Stored rows>
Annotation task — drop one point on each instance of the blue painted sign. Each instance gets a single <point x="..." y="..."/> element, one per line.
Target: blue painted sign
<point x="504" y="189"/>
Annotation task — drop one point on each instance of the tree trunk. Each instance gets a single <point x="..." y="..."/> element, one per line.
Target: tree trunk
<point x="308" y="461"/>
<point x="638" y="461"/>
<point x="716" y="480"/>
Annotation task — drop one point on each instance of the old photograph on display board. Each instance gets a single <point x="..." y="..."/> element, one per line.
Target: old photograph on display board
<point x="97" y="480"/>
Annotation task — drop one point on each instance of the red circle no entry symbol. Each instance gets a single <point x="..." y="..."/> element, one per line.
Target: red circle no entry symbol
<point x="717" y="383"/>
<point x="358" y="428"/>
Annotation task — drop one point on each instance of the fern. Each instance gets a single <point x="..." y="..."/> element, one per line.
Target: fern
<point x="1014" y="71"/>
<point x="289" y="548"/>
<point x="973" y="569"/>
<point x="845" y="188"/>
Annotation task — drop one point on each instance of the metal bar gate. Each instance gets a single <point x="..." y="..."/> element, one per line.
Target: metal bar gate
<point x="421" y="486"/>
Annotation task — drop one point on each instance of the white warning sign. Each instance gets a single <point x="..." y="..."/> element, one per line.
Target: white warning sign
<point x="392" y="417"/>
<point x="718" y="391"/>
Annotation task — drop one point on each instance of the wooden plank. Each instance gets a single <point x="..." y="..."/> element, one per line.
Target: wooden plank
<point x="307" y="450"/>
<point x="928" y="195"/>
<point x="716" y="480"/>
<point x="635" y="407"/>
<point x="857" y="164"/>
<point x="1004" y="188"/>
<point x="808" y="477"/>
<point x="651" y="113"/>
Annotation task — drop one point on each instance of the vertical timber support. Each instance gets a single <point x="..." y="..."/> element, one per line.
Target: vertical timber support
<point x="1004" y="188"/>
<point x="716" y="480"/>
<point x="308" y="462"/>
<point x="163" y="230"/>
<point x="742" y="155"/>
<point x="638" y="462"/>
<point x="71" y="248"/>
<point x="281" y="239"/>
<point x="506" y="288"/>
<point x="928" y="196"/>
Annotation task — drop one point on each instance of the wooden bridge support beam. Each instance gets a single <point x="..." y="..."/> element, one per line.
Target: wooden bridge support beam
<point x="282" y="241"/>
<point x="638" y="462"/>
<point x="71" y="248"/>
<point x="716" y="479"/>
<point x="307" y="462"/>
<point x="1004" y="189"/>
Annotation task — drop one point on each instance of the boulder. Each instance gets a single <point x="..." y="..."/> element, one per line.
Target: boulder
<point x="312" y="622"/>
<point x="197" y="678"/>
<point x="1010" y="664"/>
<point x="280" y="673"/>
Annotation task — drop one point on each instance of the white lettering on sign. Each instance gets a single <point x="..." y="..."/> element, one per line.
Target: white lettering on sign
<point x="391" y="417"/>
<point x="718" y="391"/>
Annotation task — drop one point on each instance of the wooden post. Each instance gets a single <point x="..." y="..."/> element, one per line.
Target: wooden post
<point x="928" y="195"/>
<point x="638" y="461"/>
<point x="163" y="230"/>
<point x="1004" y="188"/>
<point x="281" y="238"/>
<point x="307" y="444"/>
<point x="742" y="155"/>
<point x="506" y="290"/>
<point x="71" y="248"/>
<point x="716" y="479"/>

Written task> Please copy out the entries starting with the line containing "the white lettering" and going on through the end of the entries, keeping every line, including the requests. Shift each x and y coordinate in the answer points up by 71, and leave the request lines unchanged.

Correct result>
Annotation task — drop one point on each instance of the white lettering on sign. Each instance gets a single <point x="..." y="..."/> element, one per line.
Target: white lettering on sign
<point x="462" y="488"/>
<point x="789" y="462"/>
Annotation task — drop one point on each instance of the wooden post. Each instance gets a single <point x="..." y="..."/> element, one per line.
Target: wooden post
<point x="999" y="266"/>
<point x="709" y="532"/>
<point x="234" y="301"/>
<point x="1075" y="259"/>
<point x="352" y="309"/>
<point x="378" y="515"/>
<point x="813" y="226"/>
<point x="577" y="361"/>
<point x="142" y="319"/>
<point x="787" y="550"/>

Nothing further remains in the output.